**What needs to be done:** All records below should be repeated exactly, with the pictures left out.

*** Opening Data ***

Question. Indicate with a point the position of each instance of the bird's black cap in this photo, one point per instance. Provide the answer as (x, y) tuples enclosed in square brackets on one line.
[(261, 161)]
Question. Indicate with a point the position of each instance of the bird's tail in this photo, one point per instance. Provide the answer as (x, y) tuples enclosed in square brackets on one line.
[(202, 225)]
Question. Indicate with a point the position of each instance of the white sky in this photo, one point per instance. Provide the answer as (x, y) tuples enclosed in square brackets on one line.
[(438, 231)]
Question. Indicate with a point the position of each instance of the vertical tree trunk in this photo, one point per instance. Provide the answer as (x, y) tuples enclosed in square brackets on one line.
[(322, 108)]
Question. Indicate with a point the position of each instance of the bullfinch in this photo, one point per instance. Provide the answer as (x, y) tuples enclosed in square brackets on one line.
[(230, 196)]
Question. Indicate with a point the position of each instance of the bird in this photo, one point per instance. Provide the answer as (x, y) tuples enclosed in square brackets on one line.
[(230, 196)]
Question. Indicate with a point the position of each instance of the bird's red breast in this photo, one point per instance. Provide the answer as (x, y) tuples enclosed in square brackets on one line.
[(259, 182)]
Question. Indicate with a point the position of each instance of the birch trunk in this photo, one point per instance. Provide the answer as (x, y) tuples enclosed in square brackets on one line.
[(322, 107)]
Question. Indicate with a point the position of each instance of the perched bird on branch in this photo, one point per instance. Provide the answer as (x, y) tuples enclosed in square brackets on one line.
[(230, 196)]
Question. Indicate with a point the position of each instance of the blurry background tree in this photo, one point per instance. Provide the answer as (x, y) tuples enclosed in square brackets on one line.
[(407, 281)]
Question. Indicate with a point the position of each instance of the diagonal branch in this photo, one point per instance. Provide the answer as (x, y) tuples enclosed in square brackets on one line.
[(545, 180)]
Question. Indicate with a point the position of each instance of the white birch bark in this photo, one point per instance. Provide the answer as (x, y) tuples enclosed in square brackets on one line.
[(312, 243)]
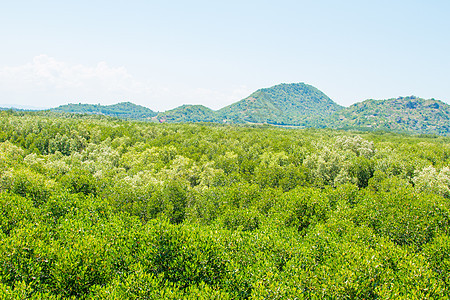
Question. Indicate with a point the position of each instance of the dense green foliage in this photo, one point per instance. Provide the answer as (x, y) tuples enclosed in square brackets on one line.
[(404, 114), (125, 110), (284, 104), (101, 208)]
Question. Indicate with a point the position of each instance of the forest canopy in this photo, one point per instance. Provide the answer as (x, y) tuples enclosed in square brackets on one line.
[(94, 207)]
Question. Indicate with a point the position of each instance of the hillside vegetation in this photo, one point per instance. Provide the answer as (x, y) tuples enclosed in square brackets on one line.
[(189, 113), (101, 208), (283, 104), (299, 105)]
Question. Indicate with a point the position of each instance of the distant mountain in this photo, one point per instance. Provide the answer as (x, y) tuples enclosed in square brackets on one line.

*** Closing Data ***

**Finished task:**
Question. Indicate with a point the position of each instance of the bird's black cap in this photo, one point per instance. Provide the answer as (x, y) tuples enclosed in square brackets on one line.
[(261, 161)]
Question. Indicate with a point the position of each instance of the bird's tail in this photo, one point per instance. Provide the answer as (x, y) tuples enclosed in square brackets on one line.
[(202, 225)]
Question. Indicate with a point the position of each instance of the white sky in this photo, one point per instance. Provide the answer as (x, y) tuples enclosed in square brackets on one line.
[(438, 231)]
Question. Indicate with a point the position of each instance of the vertical tree trunk in this photo, one point per instance. Provide the answer as (x, y) tuples enclosed in square brackets on one line.
[(322, 108)]
Question. Indicate with a point the position of each instance of the bullfinch in this photo, one point per instance. Provide the answer as (x, y) tuples enclosed in square brackets on one line.
[(230, 196)]
Question. Indicate with a point the position of each instance of the bird in this photo, one point per instance. Provide the answer as (x, y) tuples enclosed in square brackets on one line.
[(230, 196)]
Question. Indicate with a point the position of each instance of the bird's red breast in this photo, one point per instance. Provide the answer as (x, y) tuples enclosed in square brackets on one line.
[(259, 182)]
Question. Indicate with a point the position of each instance of the birch trunk in this photo, one point per instance. Provide the answer as (x, y) tuples enclosed in square brackets on one line.
[(322, 107)]
Question. Indicate with a point the position of each instance of the perched bird on branch in this photo, one point per instance. Provide the answer as (x, y) tuples enclosed in square brackets on one line.
[(230, 196)]
Question. Indicate with a point the position of each instance of the blurry background tree in this photo, one point per instance. Provide the answer as (x, y) tuples enclosed in square brackets on one line.
[(407, 281)]
Question. Indicate with a point the position of each instance of the diagonal branch in this photo, one point per instance. Provide the answer as (x, y) tuples enclosed in square brackets on one line.
[(545, 180)]
Question. Indicate with a point the position of each instance of the white birch bark in this photo, one point per instance. Provide the answer as (x, y) tuples enclosed in square brackets on one line.
[(312, 243)]
Question. Indicate with a point the position of each instance of the dense green foliage in this photo, one point per instance. Provide the answer as (x, y) tuples enclosed in square brackets on one line.
[(404, 114), (125, 110), (284, 104), (101, 208)]
Question. Indicate with a point the position of each instance of the forest canopy in this photo, one point per instance. Provide the answer as (x, y) tuples enclosed in square brackets on one line.
[(94, 207)]
Question. Indicate with a point the position of each instance of the hillside vegetation in this photo, one point per instance. Provide the answer as (x, y) tuples enclosed in square brackets on one line.
[(189, 113), (101, 208), (283, 104), (299, 105)]
Question. Indicate with a point the position of each instance of the distant mountain in this photo, one point per instance. Provide the answer as (x, y) tuples enclosed in square brackets on one line.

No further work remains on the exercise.